» **Exercise objective**:
Starting at the line that contains "Question. Place a dot on every instance of the dry", set down each line exactly until the records end, keeping both ends and adding nothing.

▼

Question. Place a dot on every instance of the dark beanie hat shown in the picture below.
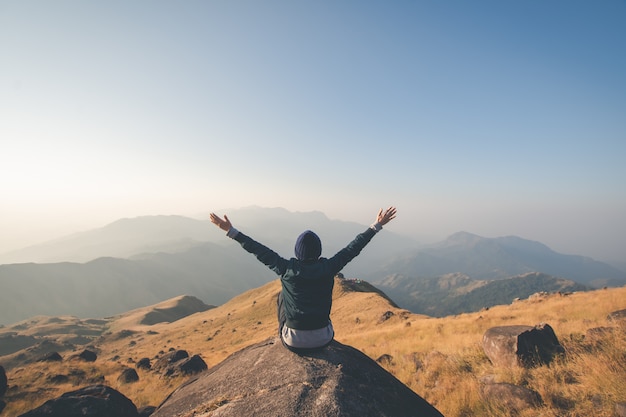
(308, 246)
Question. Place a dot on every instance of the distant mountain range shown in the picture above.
(498, 258)
(136, 262)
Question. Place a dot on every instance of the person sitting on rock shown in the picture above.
(305, 300)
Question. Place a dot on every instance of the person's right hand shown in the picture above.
(385, 217)
(223, 224)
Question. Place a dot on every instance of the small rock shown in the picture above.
(50, 357)
(128, 376)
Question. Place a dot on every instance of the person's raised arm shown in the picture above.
(223, 224)
(385, 217)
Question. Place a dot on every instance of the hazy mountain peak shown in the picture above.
(462, 239)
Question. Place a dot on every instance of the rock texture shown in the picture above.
(524, 346)
(269, 380)
(3, 382)
(92, 401)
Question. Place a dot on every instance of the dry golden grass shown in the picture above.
(439, 358)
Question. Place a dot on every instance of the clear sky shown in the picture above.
(492, 117)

▲

» **Solution to this task**:
Question. Place a dot on every instance of the dry golden grass shown in the picture above.
(439, 358)
Question. Place a dot on every instance of the clear sky shown in the picture above.
(492, 117)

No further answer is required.